- **Exercise requirements**: A word-for-word transcription of the records is required.

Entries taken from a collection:

============

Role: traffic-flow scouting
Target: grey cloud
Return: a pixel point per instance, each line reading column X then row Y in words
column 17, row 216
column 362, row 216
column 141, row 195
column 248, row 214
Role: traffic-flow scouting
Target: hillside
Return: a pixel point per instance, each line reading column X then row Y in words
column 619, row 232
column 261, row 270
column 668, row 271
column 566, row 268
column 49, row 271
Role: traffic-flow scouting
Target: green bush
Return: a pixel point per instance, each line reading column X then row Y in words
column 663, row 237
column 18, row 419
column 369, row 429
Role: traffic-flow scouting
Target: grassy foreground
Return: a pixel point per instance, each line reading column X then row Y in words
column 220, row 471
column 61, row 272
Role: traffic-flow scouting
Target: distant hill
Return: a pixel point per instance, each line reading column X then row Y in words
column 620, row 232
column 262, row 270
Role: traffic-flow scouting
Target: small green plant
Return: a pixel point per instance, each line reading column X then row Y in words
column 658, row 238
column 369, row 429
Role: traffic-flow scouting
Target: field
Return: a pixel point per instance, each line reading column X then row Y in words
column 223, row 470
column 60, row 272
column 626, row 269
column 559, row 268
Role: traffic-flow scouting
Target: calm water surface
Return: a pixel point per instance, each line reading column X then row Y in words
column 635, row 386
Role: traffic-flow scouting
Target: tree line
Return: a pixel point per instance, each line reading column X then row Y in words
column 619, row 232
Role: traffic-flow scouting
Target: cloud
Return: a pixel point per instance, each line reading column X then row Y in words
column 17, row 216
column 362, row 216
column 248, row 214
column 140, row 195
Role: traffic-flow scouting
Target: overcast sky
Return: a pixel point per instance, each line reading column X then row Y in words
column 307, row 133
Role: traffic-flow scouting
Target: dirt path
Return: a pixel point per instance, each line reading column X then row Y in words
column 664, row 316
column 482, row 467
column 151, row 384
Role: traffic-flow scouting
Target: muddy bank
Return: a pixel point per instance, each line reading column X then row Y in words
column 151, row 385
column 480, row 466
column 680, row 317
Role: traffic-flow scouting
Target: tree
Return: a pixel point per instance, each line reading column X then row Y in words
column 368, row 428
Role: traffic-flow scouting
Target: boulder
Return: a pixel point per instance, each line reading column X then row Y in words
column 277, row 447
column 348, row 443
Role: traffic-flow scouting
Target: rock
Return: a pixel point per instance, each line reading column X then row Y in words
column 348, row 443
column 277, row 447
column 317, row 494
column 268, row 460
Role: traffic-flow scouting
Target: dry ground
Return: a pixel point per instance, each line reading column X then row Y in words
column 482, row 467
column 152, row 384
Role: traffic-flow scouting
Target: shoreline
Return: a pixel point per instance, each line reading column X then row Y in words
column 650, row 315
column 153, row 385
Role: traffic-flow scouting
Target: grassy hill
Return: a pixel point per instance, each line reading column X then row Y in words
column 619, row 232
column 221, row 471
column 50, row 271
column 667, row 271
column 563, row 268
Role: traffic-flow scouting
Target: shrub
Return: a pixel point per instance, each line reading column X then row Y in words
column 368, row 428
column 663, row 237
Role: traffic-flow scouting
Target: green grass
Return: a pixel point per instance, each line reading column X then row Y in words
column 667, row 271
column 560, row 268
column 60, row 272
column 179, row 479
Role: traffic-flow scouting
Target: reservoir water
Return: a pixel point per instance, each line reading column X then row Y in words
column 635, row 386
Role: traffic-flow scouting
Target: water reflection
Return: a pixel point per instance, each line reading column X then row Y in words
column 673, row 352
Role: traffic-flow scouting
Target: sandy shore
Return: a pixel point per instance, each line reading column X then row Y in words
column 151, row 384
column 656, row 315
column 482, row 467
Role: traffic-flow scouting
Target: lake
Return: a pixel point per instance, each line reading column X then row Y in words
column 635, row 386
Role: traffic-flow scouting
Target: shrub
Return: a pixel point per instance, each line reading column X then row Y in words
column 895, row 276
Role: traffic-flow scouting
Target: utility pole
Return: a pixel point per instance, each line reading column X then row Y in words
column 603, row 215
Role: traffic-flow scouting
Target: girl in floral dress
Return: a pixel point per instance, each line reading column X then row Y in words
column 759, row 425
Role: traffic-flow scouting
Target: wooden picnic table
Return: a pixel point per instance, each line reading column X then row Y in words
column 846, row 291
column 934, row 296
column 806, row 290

============

- **Answer space**:
Role: traffic-flow scouting
Target: grey cloud
Return: a pixel point per instance, each line reading column X then row Y in words
column 17, row 216
column 362, row 216
column 141, row 195
column 248, row 214
Role: traffic-flow scouting
Target: hillside
Return: a pixel point per instance, each line reading column X then row Y in words
column 619, row 232
column 261, row 270
column 668, row 271
column 566, row 268
column 49, row 271
Role: traffic-flow scouting
Target: green bush
Return: a pixel point per instance, each line reading column X then row Y in words
column 663, row 237
column 18, row 419
column 369, row 429
Role: traffic-flow scouting
Target: grassy foreground
Return: a pixel point per instance, each line reading column X then row Y in words
column 220, row 471
column 61, row 272
Role: traffic-flow scouting
Target: distant hill
Return: a pixel point per instance, each line reading column X then row Y in words
column 620, row 232
column 262, row 270
Role: traffic-flow scouting
Target: small green plant
Return: a pixel point per instance, each line reading column X then row Y in words
column 658, row 238
column 369, row 429
Role: traffic-flow scouting
Target: field
Return: a pixel point per instance, each line reading column X then row Y in words
column 223, row 470
column 60, row 272
column 626, row 269
column 559, row 268
Role: traffic-flow scouting
Target: calm water surface
Return: a pixel point per instance, each line reading column X then row Y in words
column 635, row 386
Role: traffic-flow scouting
Target: tree line
Return: a pixel point per instance, each line reading column X then row Y in words
column 619, row 232
Role: traffic-flow scouting
Target: cloud
Return: a pixel point per instance, each line reading column X then row Y in words
column 17, row 216
column 362, row 216
column 248, row 214
column 140, row 195
Role: traffic-flow scouting
Target: overcast sky
Return: a pixel point per instance, each line reading column X then row Y in words
column 307, row 133
Role: traffic-flow scouting
Target: dirt path
Return: a pixel point per instance, each line reading column X then row Y in words
column 664, row 316
column 482, row 467
column 151, row 384
Role: traffic-flow scouting
Target: muddy bank
Return: a pixel point per instance, each line reading column X then row Y in words
column 151, row 385
column 480, row 466
column 680, row 317
Role: traffic-flow scouting
Target: tree
Return: a pixel point per instance, each line reading column X then row Y in words
column 368, row 428
Role: traffic-flow scouting
Target: boulder
Return: a pixel point per instance, each line reading column X then row Y in words
column 277, row 447
column 348, row 443
Role: traffic-flow scouting
Target: rock
Return: a pixel point per instance, each line reading column X then row Y in words
column 348, row 443
column 277, row 447
column 317, row 494
column 268, row 460
Role: traffic-flow scouting
Target: dry ground
Return: a pixel point per instance, each line reading column X then row Y in words
column 482, row 467
column 152, row 384
Role: traffic-flow scouting
Target: shoreline
Return: a pixel point per instance, each line reading column X then row Y in words
column 650, row 315
column 153, row 385
Role: traffic-flow scouting
Target: grassy hill
Return: a pixel point per instance, each line reading column X then row Y in words
column 619, row 232
column 221, row 471
column 50, row 271
column 667, row 271
column 563, row 268
Role: traffic-flow scouting
Target: shrub
Return: a pixel point per instance, each line reading column X then row Y in words
column 368, row 428
column 663, row 237
Role: traffic-flow scouting
Target: green grass
Return: a pixel point per instance, each line reading column X then row Y in words
column 667, row 271
column 560, row 268
column 60, row 272
column 179, row 479
Role: traffic-flow scouting
Target: reservoir water
Return: a pixel point per instance, each line reading column X then row Y in words
column 635, row 386
Role: traffic-flow scouting
Target: water reflection
Return: a pixel point per instance, each line reading column X then row Y in words
column 673, row 352
Role: traffic-flow scouting
Target: sandy shore
Return: a pixel point per instance, each line reading column X then row Y in words
column 151, row 384
column 656, row 315
column 482, row 467
Role: traffic-flow scouting
Target: lake
Return: a pixel point per instance, each line reading column X then row Y in words
column 635, row 386
Role: traffic-flow scouting
Target: shrub
Return: a pixel point per instance, each line reading column X then row Y in words
column 895, row 276
Role: traffic-flow scouting
Target: utility pole
Return: a pixel point per instance, each line reading column X then row Y in words
column 603, row 215
Role: traffic-flow scouting
Target: girl in floral dress
Return: a pixel point per instance, each line reading column X then row Y in words
column 759, row 425
Role: traffic-flow scouting
Target: wooden picnic table
Return: a pixel point per instance, each line reading column X then row Y in words
column 846, row 291
column 934, row 296
column 806, row 290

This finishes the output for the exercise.